(Phrase grounding data)

:::::

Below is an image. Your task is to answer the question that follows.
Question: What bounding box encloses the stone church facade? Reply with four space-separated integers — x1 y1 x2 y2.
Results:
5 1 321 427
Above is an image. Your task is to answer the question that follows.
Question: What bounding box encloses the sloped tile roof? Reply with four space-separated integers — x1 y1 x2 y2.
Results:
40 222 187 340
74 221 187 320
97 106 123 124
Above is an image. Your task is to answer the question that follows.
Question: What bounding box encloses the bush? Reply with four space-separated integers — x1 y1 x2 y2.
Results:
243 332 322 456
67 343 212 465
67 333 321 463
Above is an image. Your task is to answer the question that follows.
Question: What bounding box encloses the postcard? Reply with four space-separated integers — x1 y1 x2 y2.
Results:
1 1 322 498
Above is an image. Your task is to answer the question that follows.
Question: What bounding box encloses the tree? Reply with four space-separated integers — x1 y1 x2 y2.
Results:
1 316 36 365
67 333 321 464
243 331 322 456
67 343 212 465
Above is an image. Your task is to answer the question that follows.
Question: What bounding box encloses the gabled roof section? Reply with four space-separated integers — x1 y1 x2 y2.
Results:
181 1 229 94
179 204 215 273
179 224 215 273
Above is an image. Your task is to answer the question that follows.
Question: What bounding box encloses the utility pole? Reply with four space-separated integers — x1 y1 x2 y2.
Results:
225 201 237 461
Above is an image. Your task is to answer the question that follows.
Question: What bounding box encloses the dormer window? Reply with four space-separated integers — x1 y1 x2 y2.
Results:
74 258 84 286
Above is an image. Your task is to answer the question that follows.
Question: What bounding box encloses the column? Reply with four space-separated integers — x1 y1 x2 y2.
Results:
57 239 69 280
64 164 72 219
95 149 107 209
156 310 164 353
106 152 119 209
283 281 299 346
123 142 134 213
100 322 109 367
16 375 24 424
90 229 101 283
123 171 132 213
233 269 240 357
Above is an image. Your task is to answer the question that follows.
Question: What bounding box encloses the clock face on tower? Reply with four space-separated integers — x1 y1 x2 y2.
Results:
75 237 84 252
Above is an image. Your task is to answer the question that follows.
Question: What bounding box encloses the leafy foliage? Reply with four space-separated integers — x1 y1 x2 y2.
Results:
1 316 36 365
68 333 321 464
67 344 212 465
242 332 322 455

:::::

Instructions for the task: Search the records line by line for the word "integers" and copy every line where it appears.

Expected answer:
Question: What bounding box encloses the stone church facade? Reply with four space-separated integers — x1 y1 x2 y2.
Question: What bounding box encloses the sloped tile roof? Reply with four space-separated integers — x1 y1 x2 y2.
Question: What bounding box encloses the bush? Reply with four space-separated integers — x1 y1 x2 y2.
Question: What bounding box encloses the postcard? Reply with four space-separated integers — x1 y1 x2 y2.
Question: What bounding box encloses the tree? Reply with four space-separated integers — x1 y1 x2 y2.
Question: What bounding box encloses the gabled roof section? Reply with four space-separated integers — x1 y1 x2 y2.
Question: What bounding box encloses the utility pole? Reply with four space-separated integers — x1 y1 x2 y2.
Question: What bounding box encloses the dormer window? Reply with four space-separated integers — x1 y1 x2 y2.
Question: What bounding box encloses the column? Reply with four space-separated integers — x1 y1 x2 y2.
Question: What bounding box encloses the clock face on tower? Reply with four space-separated integers — x1 y1 x2 y2.
Question: What bounding box encloses the leafy foliage? Reply with four space-separated integers — x1 y1 x2 y2.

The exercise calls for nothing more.